# TASK DETAILS:
Everything in the records below except the images should be output exactly as written.

* * *

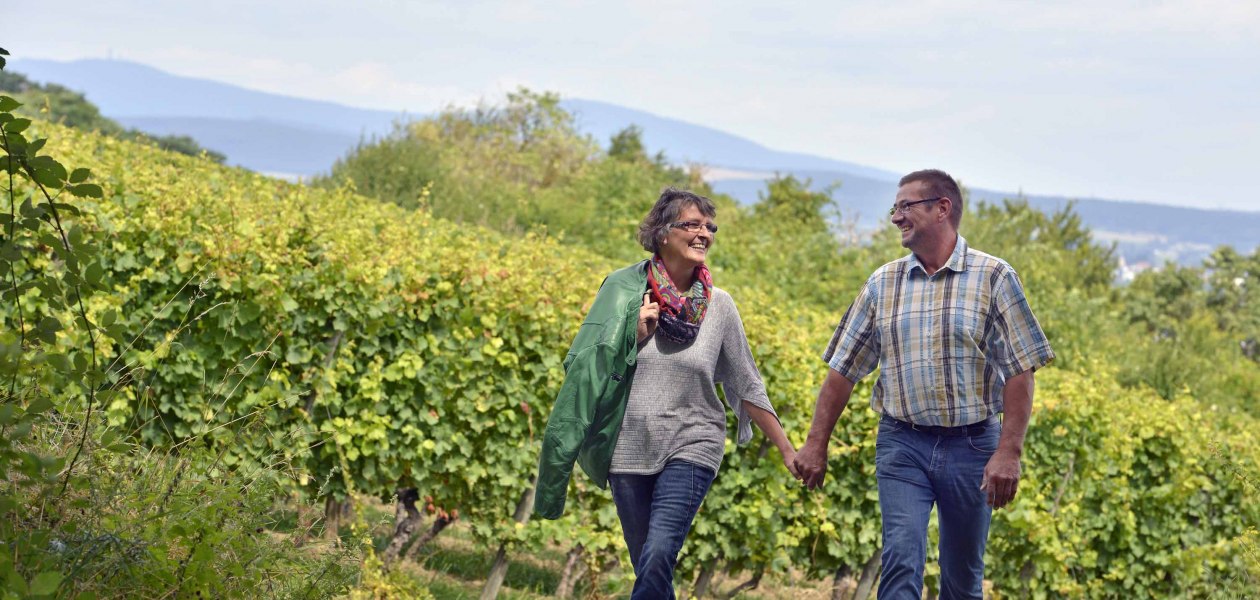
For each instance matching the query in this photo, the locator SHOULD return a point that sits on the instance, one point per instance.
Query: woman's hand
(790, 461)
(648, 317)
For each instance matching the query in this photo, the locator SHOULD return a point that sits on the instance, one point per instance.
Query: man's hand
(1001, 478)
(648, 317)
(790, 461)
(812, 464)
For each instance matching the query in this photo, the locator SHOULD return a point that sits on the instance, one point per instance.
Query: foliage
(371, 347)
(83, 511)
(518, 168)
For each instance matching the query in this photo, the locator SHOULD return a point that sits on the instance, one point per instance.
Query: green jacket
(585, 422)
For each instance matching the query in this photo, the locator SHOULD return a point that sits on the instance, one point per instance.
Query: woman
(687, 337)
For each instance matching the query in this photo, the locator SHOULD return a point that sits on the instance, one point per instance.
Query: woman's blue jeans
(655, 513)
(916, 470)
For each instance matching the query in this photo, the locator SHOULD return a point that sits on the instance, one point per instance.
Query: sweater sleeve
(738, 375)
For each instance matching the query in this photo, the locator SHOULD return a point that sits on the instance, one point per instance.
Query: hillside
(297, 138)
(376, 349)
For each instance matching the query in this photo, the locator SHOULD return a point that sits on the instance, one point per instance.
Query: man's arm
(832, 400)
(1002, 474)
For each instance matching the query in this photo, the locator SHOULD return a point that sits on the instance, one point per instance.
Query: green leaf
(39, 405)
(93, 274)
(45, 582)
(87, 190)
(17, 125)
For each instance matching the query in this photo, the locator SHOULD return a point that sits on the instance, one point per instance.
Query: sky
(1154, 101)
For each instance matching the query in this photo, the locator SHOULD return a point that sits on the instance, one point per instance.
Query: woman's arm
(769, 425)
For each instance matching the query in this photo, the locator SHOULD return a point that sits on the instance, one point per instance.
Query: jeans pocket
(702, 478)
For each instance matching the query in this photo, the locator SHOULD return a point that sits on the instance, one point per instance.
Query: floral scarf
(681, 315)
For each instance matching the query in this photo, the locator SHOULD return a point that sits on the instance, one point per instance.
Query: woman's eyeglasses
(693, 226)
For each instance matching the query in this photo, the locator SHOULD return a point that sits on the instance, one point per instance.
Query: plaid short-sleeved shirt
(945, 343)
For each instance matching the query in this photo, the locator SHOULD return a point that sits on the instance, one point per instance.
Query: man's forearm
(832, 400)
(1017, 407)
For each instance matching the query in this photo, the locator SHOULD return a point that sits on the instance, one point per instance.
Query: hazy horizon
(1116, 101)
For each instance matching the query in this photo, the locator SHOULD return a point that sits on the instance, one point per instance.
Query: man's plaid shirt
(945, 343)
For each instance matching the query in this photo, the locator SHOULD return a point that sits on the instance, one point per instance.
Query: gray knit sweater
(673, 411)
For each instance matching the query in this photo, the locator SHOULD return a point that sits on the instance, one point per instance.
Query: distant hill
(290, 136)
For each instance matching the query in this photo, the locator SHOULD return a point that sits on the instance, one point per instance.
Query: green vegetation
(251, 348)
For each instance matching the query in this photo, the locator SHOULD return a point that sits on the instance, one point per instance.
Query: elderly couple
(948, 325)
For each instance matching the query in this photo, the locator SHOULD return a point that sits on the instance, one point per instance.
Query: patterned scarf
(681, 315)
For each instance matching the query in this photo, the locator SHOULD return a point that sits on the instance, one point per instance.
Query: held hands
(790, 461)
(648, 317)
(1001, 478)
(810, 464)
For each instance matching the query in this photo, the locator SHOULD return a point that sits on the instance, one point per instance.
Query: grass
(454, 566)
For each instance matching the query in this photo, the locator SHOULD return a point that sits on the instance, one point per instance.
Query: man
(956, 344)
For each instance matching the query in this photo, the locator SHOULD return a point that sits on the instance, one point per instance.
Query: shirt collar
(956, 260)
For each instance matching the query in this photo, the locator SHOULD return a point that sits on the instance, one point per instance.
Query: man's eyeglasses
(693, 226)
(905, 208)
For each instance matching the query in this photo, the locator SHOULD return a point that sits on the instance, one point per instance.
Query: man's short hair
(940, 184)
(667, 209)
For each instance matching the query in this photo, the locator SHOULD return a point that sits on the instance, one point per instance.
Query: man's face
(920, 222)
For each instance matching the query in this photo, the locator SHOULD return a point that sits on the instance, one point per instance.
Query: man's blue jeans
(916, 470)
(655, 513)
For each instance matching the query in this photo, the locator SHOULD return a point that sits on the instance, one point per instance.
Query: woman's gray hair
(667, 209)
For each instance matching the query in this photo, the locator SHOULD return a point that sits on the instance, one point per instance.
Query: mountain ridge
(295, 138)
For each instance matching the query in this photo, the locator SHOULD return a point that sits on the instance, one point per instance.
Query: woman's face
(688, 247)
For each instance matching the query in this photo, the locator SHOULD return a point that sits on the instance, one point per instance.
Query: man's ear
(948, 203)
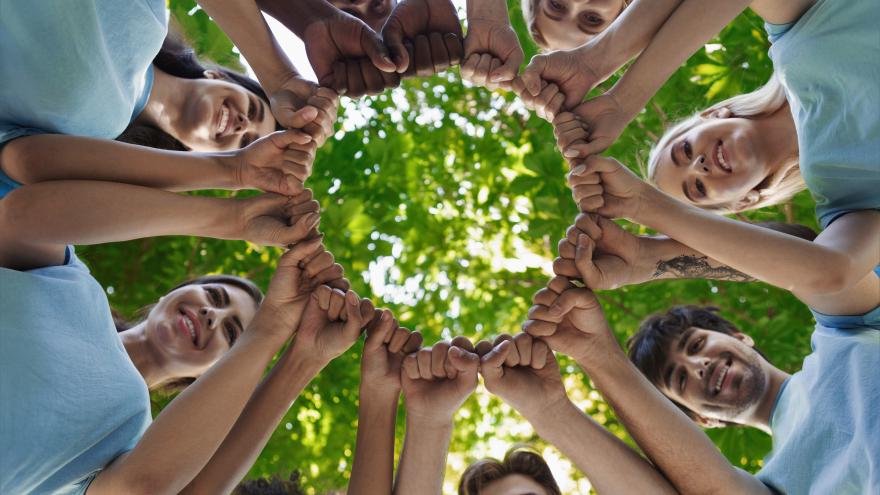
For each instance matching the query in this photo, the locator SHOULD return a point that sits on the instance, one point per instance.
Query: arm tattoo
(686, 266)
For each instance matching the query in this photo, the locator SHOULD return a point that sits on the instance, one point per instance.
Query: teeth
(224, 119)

* * *

# RESPONSE TO THIS TASK:
For each instance matching the query in this photo, the locator SHOULD return a point that sits on the instance, one point per instance.
Query: woman's hand
(790, 461)
(648, 317)
For each instance matching the query in this photo, the locator SHOULD return a point that sits on the instance, one point per instance.
Query: man's hand
(1001, 478)
(648, 317)
(790, 461)
(812, 464)
For each instance matching the query in this photo, the locator SHOULD return a point that sits on the instance, one point per instance.
Query: foliage
(371, 347)
(83, 511)
(518, 168)
For each instance matching the query in this photo, the locator SHOULD return a point that sits on the instance, one point per instance.
Query: green jacket
(585, 422)
For each instance matching the query in this photo, the locator SHOULD return a point that sits on the instance, one point per instance.
Query: woman
(687, 337)
For each instance matching the query in this photo, the locator SHOULD return a point that sits on the instance, one point per instance.
Query: woman's blue jeans
(655, 513)
(916, 470)
For each instance matching the query in this photo, the locator SHOULD return a point that sits on the instance, one point per instance.
Query: sweater sleeve
(738, 375)
For each instance matching the query in this photo, the locator SHOULD return a point that sits on the instance, one point per instance.
Query: hillside
(297, 138)
(376, 349)
For each instance matching the query in this photo, the locator SHOULD return a point that sits on the instance, one point per instance.
Query: man's arm
(832, 400)
(1002, 474)
For each instance matching the query in this photo, the locator SHOULD return a point that sits on the instance, one point per instance.
Query: green leaf
(39, 405)
(93, 274)
(45, 582)
(87, 190)
(17, 125)
For each instance matching the query in this photo, the locator SHOULD return a point that sits on the instance, one point per instance.
Query: sky
(1154, 101)
For each instance matching the query in this photo, the locator SHOULD return a point that sits on the instance, one point per instance.
Query: woman's arm
(769, 425)
For each instance matching the query in this photo, the locator SHOULD return a point that sits on the instance, one point per instance.
Query: jeans pocket
(702, 478)
For each instance matching the query in this photo, the locator SHOULD return a point that sits on the instance, one point per instance.
Query: floral scarf
(681, 315)
For each instance matching the query in this photo, the locator SHOULD return a point that sits on the instance, one point per instance.
Query: woman's eyeglasses
(693, 226)
For each instance matching the query in this photo, the locator SHOULD return a point that sits on the instance, one point per instance.
Query: plaid short-sleeved shirt
(945, 343)
For each instance matching the query in this photo, the locator SHOULD return a point that sits on the instance, one point per instance.
Query: man's forearm
(832, 400)
(1017, 407)
For each instance matching the query in this photo, the locator SHOULD return a point that sits on the instance, one point per instance.
Query: hazy horizon
(1116, 101)
For each instance matching the query in this photo, the locator SHOULD return a point that sits on the instance, one point per instance.
Query: man's plaid shirt
(945, 343)
For each instance matching the query in this photo, the locator SHOULD return a point that sits on the instance, one point per instance.
Query: gray knit sweater
(673, 411)
For each instance matching the query in this photo, the locator SHOULD return a point that sits on the instance, one point per instance.
Query: distant hill
(290, 136)
For each instance matching the query in this photo, the locator SHOULD return a point that sits on the instance, one point per instance.
Query: green vegetation
(251, 348)
For each instance matching the query in this photo, the locator SHOULD return a point that sits on the instance, one point per instance.
Query: elderly couple
(948, 325)
For each instance matching the query in this photo, the locator SHOULD return a point that sits on the instance, one point per instance.
Query: patterned scarf
(681, 315)
For each instance matching the query in this photo, the locator SHOULD return a point that sits on the instance, one point per instance.
Query: held hands
(790, 461)
(648, 317)
(1001, 478)
(810, 464)
For each instance matching the query in this photo, the locator SHOULD return a point that sits on the instance, one point per instance.
Query: grass
(454, 566)
For each instance matching the query in this photo, the locator SHOULD return a point that sits on the instance, one point per instance.
Query: man
(956, 344)
For each instance matching the query in this photo, the locator SHOULD return a point that sits on the instance, one point per instance.
Query: shirt collar
(956, 260)
For each instance matching the query in this photo, the locator SHOULD return a point that sits on the instance, one point per instance.
Query: man's eyeglasses
(693, 226)
(905, 208)
For each instance matching the query in this photo, the locator SHOULD return a point that sits on the instance, one point per instance.
Query: man's short hair
(940, 184)
(667, 209)
For each instance matching the query in this photo, the locator SHOULD return a point that sits on the instance, one point per instance.
Query: man's face
(920, 222)
For each instance matching the query in this photo, the locator SHOULD return a point that sits on the instance, one point per instance.
Query: man's blue jeans
(916, 470)
(655, 513)
For each instance matching the query in this photo, the locator SHOULD return a point that sits on the instance, one point per instance.
Query: woman's gray hair
(667, 209)
For each instance matching the query in this photo, the locator SHOULD return a point that sits on the instance, one point per instance.
Query: mountain ridge
(295, 138)
For each instance matching the query in this photo, the locator SHOULD return a point that sits on the instance, one point per instance.
Query: woman's face
(688, 247)
For each instance matching the query in this photo, the locator SHOULD return a point that sits on the instance, one point per instance.
Query: man's ear
(948, 203)
For each instance matching the query in this photo, the locator SHOULD return a point that sits on the instance, one point per instance.
Query: arm tattoo
(686, 266)
For each instance matching the query in this photo, the locator SHOULD return a point that sits on the instance, one point per instance.
Query: teeth
(224, 119)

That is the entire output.